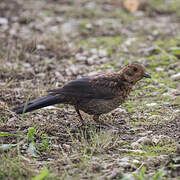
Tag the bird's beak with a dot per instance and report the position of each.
(147, 75)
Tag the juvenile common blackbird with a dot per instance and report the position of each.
(94, 95)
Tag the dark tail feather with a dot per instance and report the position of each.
(38, 103)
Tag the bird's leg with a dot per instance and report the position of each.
(79, 114)
(96, 118)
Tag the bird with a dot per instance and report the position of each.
(95, 95)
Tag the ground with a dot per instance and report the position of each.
(45, 44)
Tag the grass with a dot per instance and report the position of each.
(41, 144)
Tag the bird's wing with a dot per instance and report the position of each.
(85, 88)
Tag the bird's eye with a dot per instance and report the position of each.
(135, 69)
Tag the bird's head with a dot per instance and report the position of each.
(133, 73)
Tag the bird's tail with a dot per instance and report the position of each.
(38, 103)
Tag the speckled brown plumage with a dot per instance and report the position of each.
(94, 95)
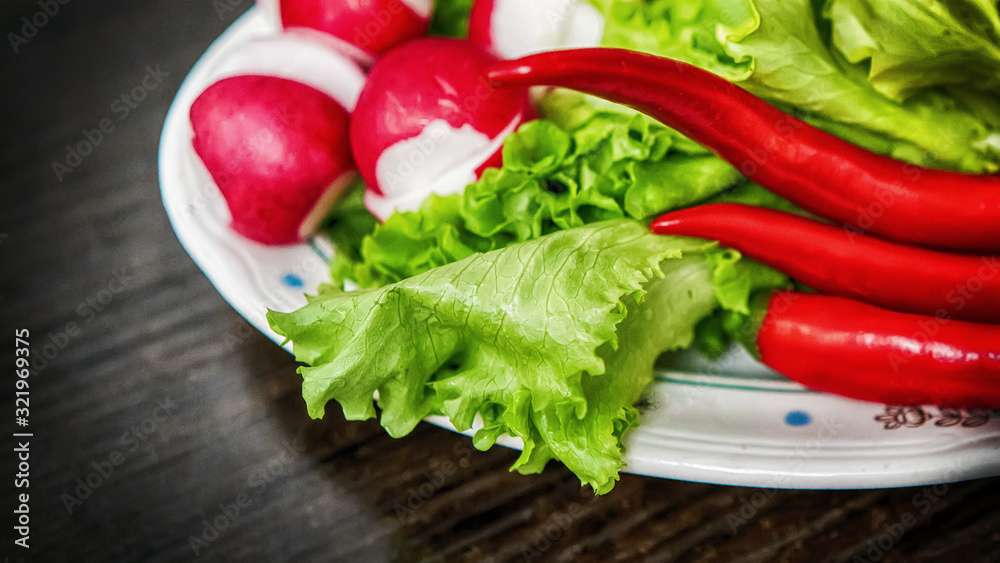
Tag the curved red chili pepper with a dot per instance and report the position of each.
(826, 258)
(813, 169)
(849, 348)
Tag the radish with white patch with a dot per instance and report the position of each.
(428, 122)
(365, 28)
(278, 151)
(514, 28)
(297, 58)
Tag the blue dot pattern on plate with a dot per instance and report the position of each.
(293, 281)
(797, 418)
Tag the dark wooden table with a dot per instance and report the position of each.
(165, 428)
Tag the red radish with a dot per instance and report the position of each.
(514, 28)
(297, 58)
(428, 121)
(371, 26)
(278, 151)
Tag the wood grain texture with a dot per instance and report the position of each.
(95, 249)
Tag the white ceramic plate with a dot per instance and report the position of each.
(729, 422)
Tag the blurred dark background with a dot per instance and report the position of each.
(165, 428)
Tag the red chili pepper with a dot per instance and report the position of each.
(826, 258)
(849, 348)
(813, 169)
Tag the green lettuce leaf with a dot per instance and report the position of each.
(782, 51)
(915, 44)
(608, 165)
(794, 65)
(551, 340)
(451, 18)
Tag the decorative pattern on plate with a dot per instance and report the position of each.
(729, 422)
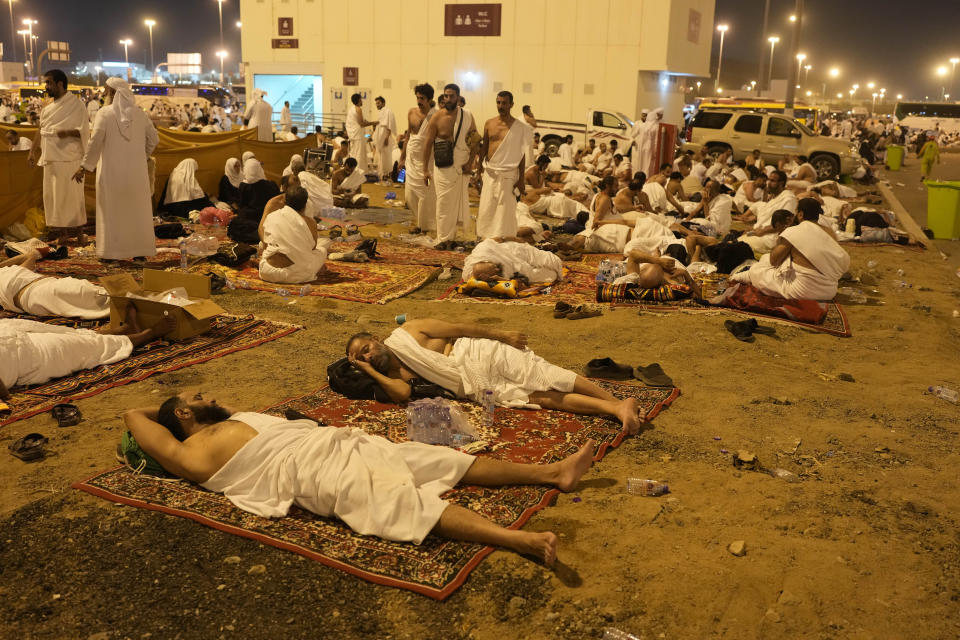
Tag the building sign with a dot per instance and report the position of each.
(693, 27)
(471, 20)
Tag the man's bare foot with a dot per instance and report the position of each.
(628, 416)
(572, 468)
(541, 545)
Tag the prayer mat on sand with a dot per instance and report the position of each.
(435, 568)
(229, 334)
(577, 287)
(371, 282)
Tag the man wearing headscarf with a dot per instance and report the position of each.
(58, 147)
(123, 137)
(259, 114)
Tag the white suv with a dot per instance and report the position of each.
(774, 135)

══════════════════════════════

Rewrite all of the material above, replacing every occurrence of "report the position of each" with "give the coordinates of each" and keeping everything else unchanged. Leave out the pictures.

- Reply to the exercise -
Tag the bird's beak with a dot per instance and give the coordinates of each.
(147, 75)
Tag the juvenile common blackbird with a dot per instance and give the coordinates of each.
(94, 95)
Tag the dark tail feather with a dot per instance and give the coordinates of each.
(38, 103)
Tag the bird's leg with a dot per instance and give the coordinates of each.
(79, 114)
(96, 118)
Tag the bird with a dot per instance and give the coordinates of each.
(95, 95)
Tag the ground with a dot per instance and give the coordinates of each.
(45, 44)
Tag the grass with a dot per instance and give the coordinates of each.
(41, 144)
Tag the bird's wing with a dot per instance and give the coordinates of each.
(85, 88)
Tag the bird's eye with a dot per instance and give the coordinates of each.
(135, 69)
Tag the bird's head with a dot per instance and give the coordinates of each.
(133, 73)
Tag the bird's tail with a dot per instance and give the coordinates of each.
(38, 103)
Tag the speckled brown plumage with a dot per instance and give the coordinates of each.
(94, 95)
Tag the curved red chili pepper with a dot per instance and give the coordinates of each.
(826, 258)
(813, 169)
(849, 348)
Tag the radish with white patch with a dot per instance and give the coordinates of each.
(428, 122)
(365, 28)
(278, 151)
(514, 28)
(297, 58)
Tag the blue dot pattern on plate with a dot per instance and give the coordinates of each.
(293, 281)
(797, 418)
Tag the dark wooden table with a dot per instance and give the coordinates of each.
(165, 428)
Tag the red radish with a dot per instance and give the coordinates of each.
(514, 28)
(297, 58)
(428, 121)
(371, 26)
(278, 151)
Tag the wood grain texture with a dot per instance and give the coordinates of each.
(95, 249)
Tag the white ceramic plate with a dot per instance and give the coordinates of each.
(729, 422)
Tag the blurred dark background with a dot per instance and give the coordinates of each.
(165, 428)
Tag the red chili pepper with a dot per instance and give the coordinates of each.
(826, 258)
(849, 348)
(813, 169)
Tag the green lettuce leaf with a dot per instance and give the coordinates of each.
(782, 51)
(915, 44)
(608, 165)
(794, 65)
(551, 340)
(451, 18)
Tag the decorative pattern on plate with a dot per instance and give the coordinates of each.
(729, 422)
Tag the building sign with a dot per instance and give the coordinates of each.
(693, 27)
(471, 20)
Tag the man's bare foot with a dot per instance and give the coordinates of each.
(628, 416)
(572, 468)
(541, 545)
Tag the prayer mat on sand with a dot per instance and give the coordinates of each.
(435, 568)
(229, 334)
(577, 287)
(371, 282)
Tag the man wearing headscarf with a dot per instance and give the coordinates of each.
(58, 147)
(123, 137)
(259, 114)
Tag the white suv with a dot per instance and give the coordinates of each.
(774, 135)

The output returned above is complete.